→ YOUR TASK:
Extract the full listing below without altering a single character.

→ DATASET ENTRIES:
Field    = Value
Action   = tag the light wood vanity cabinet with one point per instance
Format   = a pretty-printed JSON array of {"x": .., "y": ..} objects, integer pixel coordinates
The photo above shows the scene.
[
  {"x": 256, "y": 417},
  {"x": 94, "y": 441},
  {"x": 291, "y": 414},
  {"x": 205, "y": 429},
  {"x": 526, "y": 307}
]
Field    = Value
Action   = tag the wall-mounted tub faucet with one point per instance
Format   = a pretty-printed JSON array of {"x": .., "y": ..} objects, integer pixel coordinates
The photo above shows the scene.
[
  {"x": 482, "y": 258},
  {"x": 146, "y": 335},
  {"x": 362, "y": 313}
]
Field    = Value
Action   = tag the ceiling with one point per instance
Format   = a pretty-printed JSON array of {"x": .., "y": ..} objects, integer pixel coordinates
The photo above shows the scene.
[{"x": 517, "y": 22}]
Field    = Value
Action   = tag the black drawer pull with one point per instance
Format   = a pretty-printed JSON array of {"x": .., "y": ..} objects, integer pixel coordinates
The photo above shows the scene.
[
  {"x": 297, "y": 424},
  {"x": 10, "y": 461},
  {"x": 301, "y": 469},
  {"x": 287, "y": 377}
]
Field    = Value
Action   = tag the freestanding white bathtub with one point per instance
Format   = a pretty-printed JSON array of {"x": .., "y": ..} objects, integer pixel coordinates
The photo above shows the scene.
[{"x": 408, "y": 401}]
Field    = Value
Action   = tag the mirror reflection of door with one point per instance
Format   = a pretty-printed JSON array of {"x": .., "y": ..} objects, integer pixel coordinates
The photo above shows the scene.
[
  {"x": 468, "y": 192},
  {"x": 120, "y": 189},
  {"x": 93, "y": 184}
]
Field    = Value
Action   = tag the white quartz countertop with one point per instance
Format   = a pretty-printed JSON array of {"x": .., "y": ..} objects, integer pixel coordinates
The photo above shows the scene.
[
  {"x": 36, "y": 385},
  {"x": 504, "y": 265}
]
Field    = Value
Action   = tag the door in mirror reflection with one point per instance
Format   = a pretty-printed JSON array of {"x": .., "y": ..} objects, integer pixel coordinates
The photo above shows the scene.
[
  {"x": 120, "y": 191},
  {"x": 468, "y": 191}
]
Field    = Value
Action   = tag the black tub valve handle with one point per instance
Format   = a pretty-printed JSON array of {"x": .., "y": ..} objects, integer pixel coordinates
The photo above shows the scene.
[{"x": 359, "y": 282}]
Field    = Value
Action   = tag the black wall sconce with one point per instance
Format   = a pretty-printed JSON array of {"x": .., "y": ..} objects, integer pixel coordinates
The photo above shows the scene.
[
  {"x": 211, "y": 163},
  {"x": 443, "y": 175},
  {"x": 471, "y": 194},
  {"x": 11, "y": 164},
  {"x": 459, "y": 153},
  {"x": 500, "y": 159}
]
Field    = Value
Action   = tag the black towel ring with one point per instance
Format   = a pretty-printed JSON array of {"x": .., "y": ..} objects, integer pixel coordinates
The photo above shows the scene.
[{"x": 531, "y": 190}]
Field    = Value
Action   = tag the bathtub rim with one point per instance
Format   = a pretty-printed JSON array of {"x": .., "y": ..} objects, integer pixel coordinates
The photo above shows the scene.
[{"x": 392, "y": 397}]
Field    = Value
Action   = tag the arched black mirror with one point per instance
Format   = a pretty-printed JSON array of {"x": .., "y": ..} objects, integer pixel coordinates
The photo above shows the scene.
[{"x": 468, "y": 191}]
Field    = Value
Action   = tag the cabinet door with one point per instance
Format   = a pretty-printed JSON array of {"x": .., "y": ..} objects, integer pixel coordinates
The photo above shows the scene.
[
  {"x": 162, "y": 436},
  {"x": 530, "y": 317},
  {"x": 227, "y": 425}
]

→ THE COMPLETED TASK:
Field    = Value
Action   = tag the light wood vanity cabinet with one point per instance
Format   = a pretty-printed JSON array of {"x": .., "y": ..} objects, integer pixel coordinates
The photo above shows the scene.
[
  {"x": 256, "y": 417},
  {"x": 94, "y": 441},
  {"x": 291, "y": 414},
  {"x": 205, "y": 429},
  {"x": 526, "y": 307}
]
Field    = Value
Action   = tag the wall-mounted tub faucet with one point per instance
Format   = a pretty-printed JSON array of {"x": .., "y": ..} objects, integer pixel coordinates
The photo above shows the scene.
[
  {"x": 482, "y": 258},
  {"x": 146, "y": 335},
  {"x": 362, "y": 313}
]
Field    = Value
Action   = tag the ceiling with one point per instance
Format   = a pretty-printed JSON array of {"x": .., "y": ..} objects, integer pixel coordinates
The photo above shows the scene.
[{"x": 517, "y": 22}]
Field    = Value
Action   = tag the black drawer pull with one point per instance
Format   = a pretty-printed JSON array of {"x": .., "y": ..} objects, integer pixel coordinates
The photo above shows the scene.
[
  {"x": 297, "y": 424},
  {"x": 10, "y": 461},
  {"x": 301, "y": 469},
  {"x": 287, "y": 377}
]
Field    = Value
Action   = tag the freestanding white bathtub with one point per instance
Format   = a pretty-printed JSON array of {"x": .., "y": ..} objects, integer pixel coordinates
The photo above shows the scene.
[{"x": 408, "y": 401}]
Field    = Value
Action   = tag the mirror reflection of door with one point per instance
Format   = a pretty-printed JSON array of {"x": .., "y": ..} objects, integer pixel coordinates
The photo above shows the scene.
[
  {"x": 468, "y": 192},
  {"x": 120, "y": 189},
  {"x": 93, "y": 184}
]
Field    = Value
Action   = tag the white quartz countertop with one point per instance
Format   = a pretty-printed JSON array of {"x": .., "y": ..} objects, integer pixel coordinates
The photo above shows the scene.
[
  {"x": 36, "y": 385},
  {"x": 504, "y": 265}
]
Field    = Value
Action   = tag the door in mirror reflection with one point per instance
Format   = a pretty-printed JSON array of {"x": .., "y": ..} objects, integer pixel coordinates
The photo above shows the scene.
[
  {"x": 120, "y": 191},
  {"x": 468, "y": 191}
]
Field    = Value
Action   = tag the black tub valve handle with one point per instance
Format   = a pretty-printed JSON array of {"x": .., "y": ..} objects, integer pixel coordinates
The photo above shows the scene.
[{"x": 359, "y": 282}]
Field    = Value
Action   = tag the black wall sconce with one point per instance
Format   = a pretty-printed JSON array of {"x": .., "y": ..} objects, integer pixel coordinates
The photo above shows the scene.
[
  {"x": 211, "y": 163},
  {"x": 443, "y": 175},
  {"x": 471, "y": 194},
  {"x": 11, "y": 164},
  {"x": 459, "y": 153},
  {"x": 500, "y": 159}
]
Field    = Value
Action   = tag the black towel ring with one point per instance
Format   = a pretty-printed JSON array of {"x": .., "y": ..} objects, integer pixel coordinates
The photo above shows the scene.
[{"x": 531, "y": 190}]
Field    = Value
Action   = tag the bathtub rim with one point per instance
Format   = a pretty-printed JSON array of {"x": .., "y": ..} objects, integer pixel coordinates
The photo above shows the scene.
[{"x": 392, "y": 397}]
Field    = Value
Action   = tag the arched black mirror with one point per instance
Format   = a pretty-printed JSON array of {"x": .., "y": ..} objects, integer pixel coordinates
The photo above shows the scene.
[{"x": 468, "y": 191}]
Field    = Value
Action   = tag the cabinet door with one point per instance
Format   = a pretty-printed JSON array of {"x": .., "y": ..} objects, integer pixel coordinates
The photo above shows the scene.
[
  {"x": 162, "y": 436},
  {"x": 530, "y": 317},
  {"x": 227, "y": 425}
]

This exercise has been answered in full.